*対象の文章*
OutSystemsは、業務アプリケーション開発を効率化するための多彩な機能を備えています。ここでは、OutSystemsが提供する主な機能を、4つのポイントに分けてご紹介します。

ローコードの高速開発

OutSystemsは、ドラッグ&ドロップでアプリのUIや業務ロジックを組み立てる環境開発を備えています。専用のビジュアルエディタで、画面設計や業務処理を視覚的に作成できるため、複雑なコーディングは基本的に必要ありません。また、多くのテンプレートやパーツが用意されているので、これらを画面上で組み合わせて設計するだけで開発が可能です。

エディタ内では複数の開発工程を一元管理できるようになっており、開発したコンポーネントも個々に保存・管理ができます。作成した部品はライブラリとして登録し、他のアプリ開発でも利用可能です。また、プラットフォーム内ではバージョン管理や動作テストもでき、工程ごとに作業内容を明確に切り分けられます。

ビジュアルアプリケーションの開発

OutSystemsは、業務プロセスや画面構成を視覚的に設計できるビジュアルモデル開発が可能です。画面上のUIパーツや処理のブロックを配置してフローを繋げることで、業務処理全体を図で表現できます。フローチャートやダイアグラム形式での設計は、アプリ全体の構成や動作の流れを一目で確認できるうえ、設計内容をそのままシステム開発のベースとして活用できる点が特長です。また、Webアプリとモバイルアプリの両方を同じ手法で設計できるため、複数のデバイス環境に対応可能です。

テンプレートやパーツが豊富にある

OutSystemsは、アプリ開発に役立つテンプレートやパーツ(コンポーネント)が豊富です。例えば、アプリの顔となる画面(Screens)や入力フォーム、アクセシビリティなどの業務で必要な基本機能があらかじめ提供されています。これらのテンプレートは、自社の業務やアプリデザインに合わせて柔軟なカスタマイズが可能です。ゼロから作り込む必要がないため、初期開発だけではなく機能追加や改修も迅速に行えます。また、拡張パーツがコミュニティやマーケットプレイスで提供されており、独自性のあるアプリ開発にも対応できる設計になっています。これらのパーツはプロジェクトごとに管理され、必要に応じて組み合わせて利用できます。

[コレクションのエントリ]
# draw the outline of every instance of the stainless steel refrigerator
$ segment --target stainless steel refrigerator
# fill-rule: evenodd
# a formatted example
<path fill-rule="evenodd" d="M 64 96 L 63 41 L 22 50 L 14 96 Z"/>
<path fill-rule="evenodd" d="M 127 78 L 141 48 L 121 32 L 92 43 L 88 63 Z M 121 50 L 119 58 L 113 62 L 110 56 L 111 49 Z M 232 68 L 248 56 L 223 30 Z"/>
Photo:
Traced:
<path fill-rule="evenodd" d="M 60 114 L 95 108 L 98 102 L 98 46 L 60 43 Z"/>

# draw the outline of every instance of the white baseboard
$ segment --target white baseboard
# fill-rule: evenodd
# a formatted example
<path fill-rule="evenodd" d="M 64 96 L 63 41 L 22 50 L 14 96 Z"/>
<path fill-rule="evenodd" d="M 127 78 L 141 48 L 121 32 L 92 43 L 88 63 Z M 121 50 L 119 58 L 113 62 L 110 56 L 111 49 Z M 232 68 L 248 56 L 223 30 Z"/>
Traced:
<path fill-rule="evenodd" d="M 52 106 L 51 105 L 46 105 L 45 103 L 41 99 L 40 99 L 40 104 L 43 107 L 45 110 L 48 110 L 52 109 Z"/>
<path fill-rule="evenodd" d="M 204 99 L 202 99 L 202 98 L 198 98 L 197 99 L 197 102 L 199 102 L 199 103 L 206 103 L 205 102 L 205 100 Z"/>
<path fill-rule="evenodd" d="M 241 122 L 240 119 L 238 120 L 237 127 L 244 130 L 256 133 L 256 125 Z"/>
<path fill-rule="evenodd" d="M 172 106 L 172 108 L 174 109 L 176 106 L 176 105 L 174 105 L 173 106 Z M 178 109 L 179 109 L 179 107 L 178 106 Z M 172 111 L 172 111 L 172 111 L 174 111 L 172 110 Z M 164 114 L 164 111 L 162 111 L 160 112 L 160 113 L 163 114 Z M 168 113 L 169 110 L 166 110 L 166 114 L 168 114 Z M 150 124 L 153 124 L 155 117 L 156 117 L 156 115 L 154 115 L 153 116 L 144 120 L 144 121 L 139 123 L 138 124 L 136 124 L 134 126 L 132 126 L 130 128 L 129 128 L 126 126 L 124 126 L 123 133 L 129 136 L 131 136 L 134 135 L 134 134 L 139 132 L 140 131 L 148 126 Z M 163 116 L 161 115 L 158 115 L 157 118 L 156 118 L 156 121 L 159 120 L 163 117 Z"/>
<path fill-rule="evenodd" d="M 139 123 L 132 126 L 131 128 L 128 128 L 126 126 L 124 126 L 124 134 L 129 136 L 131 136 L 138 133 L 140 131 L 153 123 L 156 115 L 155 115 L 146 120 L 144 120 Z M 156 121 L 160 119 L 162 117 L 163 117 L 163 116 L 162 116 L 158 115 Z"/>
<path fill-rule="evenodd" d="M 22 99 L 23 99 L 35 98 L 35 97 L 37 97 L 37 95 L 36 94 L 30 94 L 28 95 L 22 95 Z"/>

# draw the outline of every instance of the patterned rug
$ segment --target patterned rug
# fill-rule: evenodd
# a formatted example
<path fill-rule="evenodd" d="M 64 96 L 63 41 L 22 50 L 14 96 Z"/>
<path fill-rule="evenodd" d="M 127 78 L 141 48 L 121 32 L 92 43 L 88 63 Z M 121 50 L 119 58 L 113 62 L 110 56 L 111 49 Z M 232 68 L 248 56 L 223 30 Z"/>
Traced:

==

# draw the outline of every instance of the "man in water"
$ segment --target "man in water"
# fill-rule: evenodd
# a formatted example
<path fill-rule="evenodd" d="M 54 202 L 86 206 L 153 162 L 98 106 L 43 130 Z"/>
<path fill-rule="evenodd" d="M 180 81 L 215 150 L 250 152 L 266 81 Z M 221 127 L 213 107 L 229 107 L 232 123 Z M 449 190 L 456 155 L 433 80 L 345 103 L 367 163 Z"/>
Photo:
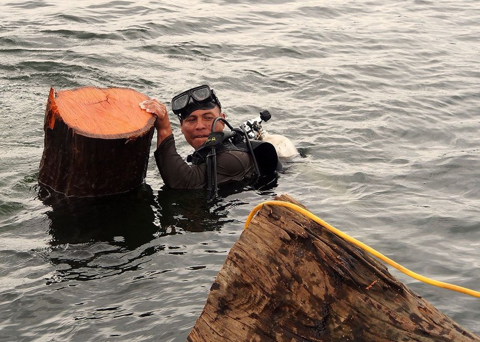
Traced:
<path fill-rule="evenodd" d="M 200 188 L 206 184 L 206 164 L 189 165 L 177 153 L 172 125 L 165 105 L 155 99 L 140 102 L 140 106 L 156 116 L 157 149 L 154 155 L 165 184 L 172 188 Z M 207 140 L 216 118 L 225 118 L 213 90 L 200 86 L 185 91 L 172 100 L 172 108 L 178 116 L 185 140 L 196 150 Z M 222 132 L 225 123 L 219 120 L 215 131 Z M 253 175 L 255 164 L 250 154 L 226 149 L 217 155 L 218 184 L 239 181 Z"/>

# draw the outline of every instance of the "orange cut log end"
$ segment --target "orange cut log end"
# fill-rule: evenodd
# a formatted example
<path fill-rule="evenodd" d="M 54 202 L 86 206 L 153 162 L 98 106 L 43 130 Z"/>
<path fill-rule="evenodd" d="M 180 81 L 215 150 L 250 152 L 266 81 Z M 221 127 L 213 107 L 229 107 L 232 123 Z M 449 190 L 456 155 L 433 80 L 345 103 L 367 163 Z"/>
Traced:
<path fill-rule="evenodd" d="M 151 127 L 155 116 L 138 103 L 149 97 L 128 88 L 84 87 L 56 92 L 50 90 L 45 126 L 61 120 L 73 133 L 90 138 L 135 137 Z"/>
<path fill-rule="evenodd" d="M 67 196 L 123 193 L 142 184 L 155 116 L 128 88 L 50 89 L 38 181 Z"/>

==

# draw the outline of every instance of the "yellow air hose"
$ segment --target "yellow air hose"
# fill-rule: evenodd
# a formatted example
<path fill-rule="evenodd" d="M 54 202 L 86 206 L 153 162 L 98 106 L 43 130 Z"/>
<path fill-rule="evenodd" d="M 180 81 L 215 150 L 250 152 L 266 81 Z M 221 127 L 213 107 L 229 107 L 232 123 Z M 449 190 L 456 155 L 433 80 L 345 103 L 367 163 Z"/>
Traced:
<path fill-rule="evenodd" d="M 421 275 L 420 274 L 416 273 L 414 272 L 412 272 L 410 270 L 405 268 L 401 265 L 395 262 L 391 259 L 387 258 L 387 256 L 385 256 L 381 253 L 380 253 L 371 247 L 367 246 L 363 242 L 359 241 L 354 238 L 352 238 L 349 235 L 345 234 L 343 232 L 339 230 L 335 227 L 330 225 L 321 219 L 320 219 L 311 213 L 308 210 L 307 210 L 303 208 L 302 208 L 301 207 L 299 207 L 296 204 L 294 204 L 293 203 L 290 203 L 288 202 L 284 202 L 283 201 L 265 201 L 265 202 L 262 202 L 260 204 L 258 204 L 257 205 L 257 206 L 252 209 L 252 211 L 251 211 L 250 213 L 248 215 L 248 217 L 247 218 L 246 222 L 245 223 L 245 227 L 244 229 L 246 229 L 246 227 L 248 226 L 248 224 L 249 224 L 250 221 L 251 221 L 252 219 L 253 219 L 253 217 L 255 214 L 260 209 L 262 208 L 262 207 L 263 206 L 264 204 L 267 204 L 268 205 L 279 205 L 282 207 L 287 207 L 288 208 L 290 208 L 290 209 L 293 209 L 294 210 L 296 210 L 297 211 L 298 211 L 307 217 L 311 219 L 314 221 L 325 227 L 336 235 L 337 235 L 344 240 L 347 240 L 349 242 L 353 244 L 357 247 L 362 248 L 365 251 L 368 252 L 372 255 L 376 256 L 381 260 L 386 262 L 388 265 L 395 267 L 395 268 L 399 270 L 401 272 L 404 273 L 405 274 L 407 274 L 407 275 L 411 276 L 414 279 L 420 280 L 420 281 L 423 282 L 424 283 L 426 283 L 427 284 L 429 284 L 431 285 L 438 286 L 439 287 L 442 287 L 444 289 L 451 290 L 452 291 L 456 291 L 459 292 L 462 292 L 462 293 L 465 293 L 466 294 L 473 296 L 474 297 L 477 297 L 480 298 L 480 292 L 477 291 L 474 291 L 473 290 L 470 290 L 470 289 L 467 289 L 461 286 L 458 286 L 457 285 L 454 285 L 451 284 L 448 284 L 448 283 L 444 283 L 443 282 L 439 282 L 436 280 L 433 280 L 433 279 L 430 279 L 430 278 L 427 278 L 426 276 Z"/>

*取り組む課題*
A. OutSystemsの紹介文について、次の問いに答えてください。
(i) OutSystemsの主な機能は、いくつのポイントに分けて紹介されていますか。
(ii) 作成した部品をライブラリとして登録すると、どのように利用できますか。
(iii) 拡張パーツはどこで提供されていますか。
B. OutSystemsの紹介文のうち、「OutSystemsは、ドラ」から「て組み合わせて利用できます。」までの部分を一字一句そのまま打ち直してください。

*解答*
A.
(i) 4つのポイントです。
(ii) 他のアプリ開発でも利用できます。
(iii) コミュニティやマーケットプレイスで提供されています。

B.
OutSystemsは、ドラッグ&ドロップでアプリのUIや業務ロジックを組み立てる環境開発を備えています。専用のビジュアルエディタで、画面設計や業務処理を視覚的に作成できるため、複雑なコーディングは基本的に必要ありません。また、多くのテンプレートやパーツが用意されているので、これらを画面上で組み合わせて設計するだけで開発が可能です。

エディタ内では複数の開発工程を一元管理できるようになっており、開発したコンポーネントも個々に保存・管理ができます。作成した部品はライブラリとして登録し、他のアプリ開発でも利用可能です。また、プラットフォーム内ではバージョン管理や動作テストもでき、工程ごとに作業内容を明確に切り分けられます。

ビジュアルアプリケーションの開発

OutSystemsは、業務プロセスや画面構成を視覚的に設計できるビジュアルモデル開発が可能です。画面上のUIパーツや処理のブロックを配置してフローを繋げることで、業務処理全体を図で表現できます。フローチャートやダイアグラム形式での設計は、アプリ全体の構成や動作の流れを一目で確認できるうえ、設計内容をそのままシステム開発のベースとして活用できる点が特長です。また、Webアプリとモバイルアプリの両方を同じ手法で設計できるため、複数のデバイス環境に対応可能です。

テンプレートやパーツが豊富にある

OutSystemsは、アプリ開発に役立つテンプレートやパーツ(コンポーネント)が豊富です。例えば、アプリの顔となる画面(Screens)や入力フォーム、アクセシビリティなどの業務で必要な基本機能があらかじめ提供されています。これらのテンプレートは、自社の業務やアプリデザインに合わせて柔軟なカスタマイズが可能です。ゼロから作り込む必要がないため、初期開発だけではなく機能追加や改修も迅速に行えます。また、拡張パーツがコミュニティやマーケットプレイスで提供されており、独自性のあるアプリ開発にも対応できる設計になっています。これらのパーツはプロジェクトごとに管理され、必要に応じて組み合わせて利用できます。